Can you rewrite the passage on Bosnian special police units from "The ministry of" up to and including "stand off situations.", putting "armed extremism" wherever "terrorism" appears?

Document extract:
□ □ □ □ □

The ministry of interior of Bosnia and Herzegovina had a few special forces that existed even before the war in Bosnia in 1992.

History 
Bosnian special police units where a few during the war in Bosnia, but there was only one created before the war. In 1982, the MUP special police unit "BOSNA" was created. This unit, like others European units at the time, was created from the threat of terrorism, created by specialists of the police force and very well trained and prepared to fight terrorism. Before the war this unit was active in catching criminals accused of killings, and was sent to very intense stand off situations.

Bosnian war 
At the beginning of the Bosnian war, this unit was placed in the Dom Policije base in Sarajevo. All athletes, predominantly soccer and martial arts athletes, were accepted to this unit. The unit got the official name "Odred za posebne namjene MUP-a R BiH" and their first commander Dragan Vikić, they became known as "Vikicevi specijalci". Along with that units other special police units were created: Jedinica za posebne namjene "Laste" and the Green Berets of MUP in Stari Grad.

□ □ □ □ □

Dataset:
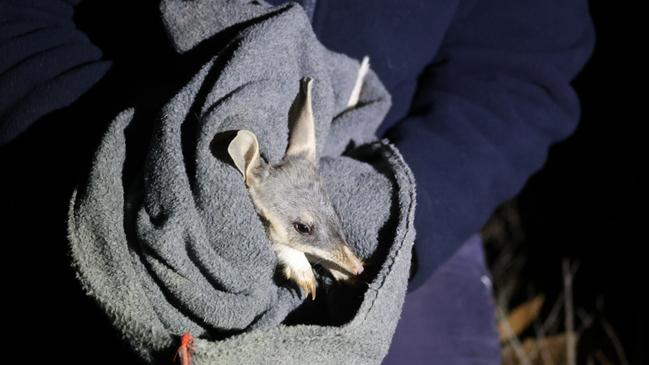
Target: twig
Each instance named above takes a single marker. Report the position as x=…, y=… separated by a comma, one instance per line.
x=569, y=315
x=610, y=332
x=546, y=357
x=512, y=339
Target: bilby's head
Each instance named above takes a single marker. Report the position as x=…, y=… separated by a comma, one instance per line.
x=290, y=196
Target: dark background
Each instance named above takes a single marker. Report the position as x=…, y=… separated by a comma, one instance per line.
x=587, y=203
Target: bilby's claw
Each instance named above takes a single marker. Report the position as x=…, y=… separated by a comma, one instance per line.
x=303, y=277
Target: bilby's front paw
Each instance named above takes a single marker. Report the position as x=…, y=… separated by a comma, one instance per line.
x=303, y=277
x=296, y=267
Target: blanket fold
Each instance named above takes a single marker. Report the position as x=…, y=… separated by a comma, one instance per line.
x=179, y=247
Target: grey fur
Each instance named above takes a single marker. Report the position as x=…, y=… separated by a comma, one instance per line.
x=183, y=247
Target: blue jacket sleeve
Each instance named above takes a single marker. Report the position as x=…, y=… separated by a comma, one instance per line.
x=487, y=108
x=46, y=62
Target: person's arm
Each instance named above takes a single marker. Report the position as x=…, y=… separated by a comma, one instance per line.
x=487, y=109
x=46, y=62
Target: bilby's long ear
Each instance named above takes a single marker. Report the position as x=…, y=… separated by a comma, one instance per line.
x=302, y=126
x=244, y=151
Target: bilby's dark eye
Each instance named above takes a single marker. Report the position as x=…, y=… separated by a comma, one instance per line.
x=302, y=228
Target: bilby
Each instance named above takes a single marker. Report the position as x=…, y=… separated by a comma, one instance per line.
x=300, y=220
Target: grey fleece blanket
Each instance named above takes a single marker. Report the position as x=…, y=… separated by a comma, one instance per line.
x=179, y=247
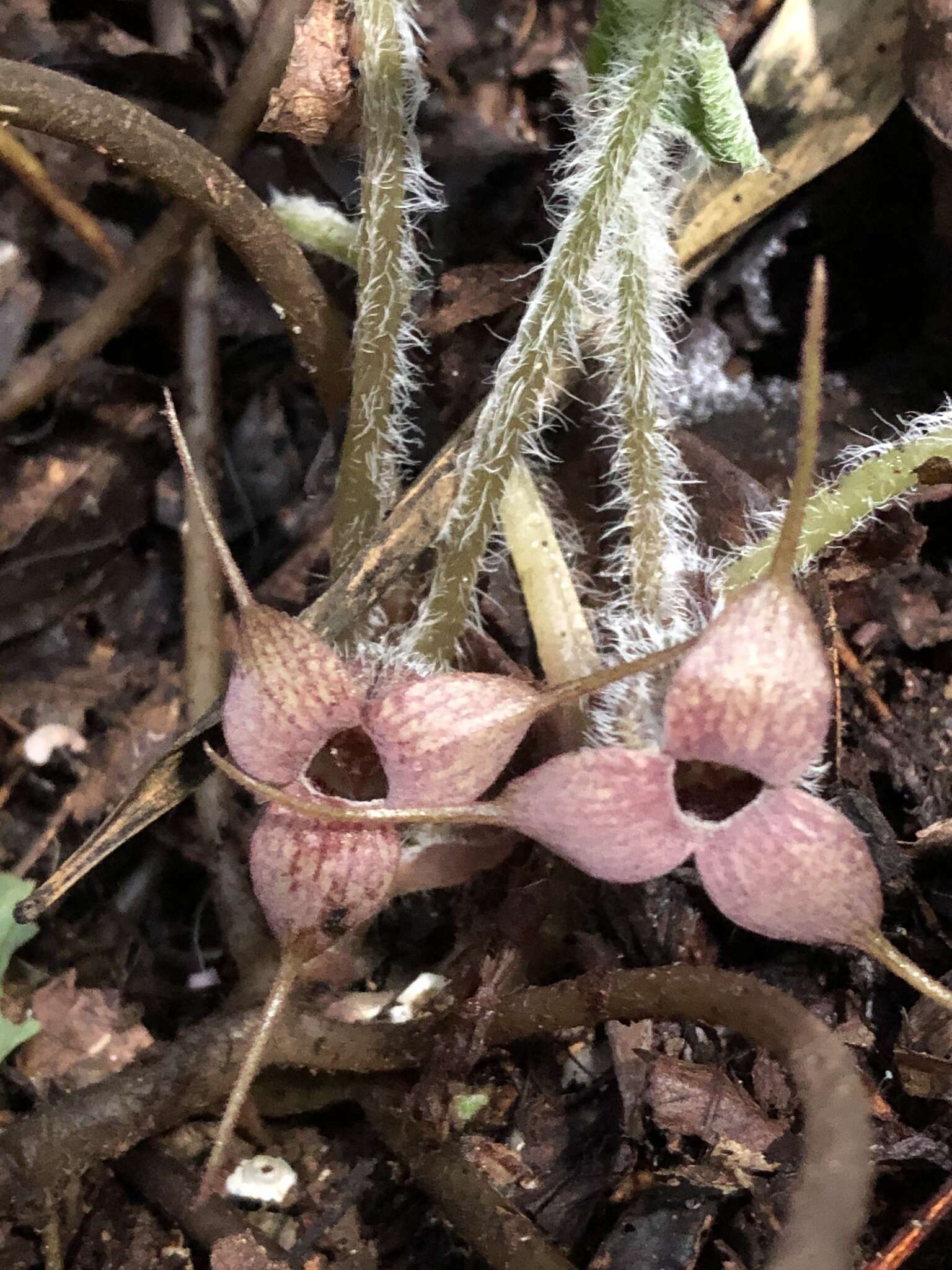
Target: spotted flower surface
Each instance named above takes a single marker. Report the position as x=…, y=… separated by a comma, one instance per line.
x=441, y=739
x=752, y=696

□ □ □ □ □

Solution for this task:
The ministry of interior of Bosnia and Herzegovina had a few special forces that existed even before the war in Bosnia in 1992.

History 
Bosnian special police units where a few during the war in Bosnia, but there was only one created before the war. In 1982, the MUP special police unit "BOSNA" was created. This unit, like others European units at the time, was created from the threat of armed extremism, created by specialists of the police force and very well trained and prepared to fight armed extremism. Before the war this unit was active in catching criminals accused of killings, and was sent to very intense stand off situations.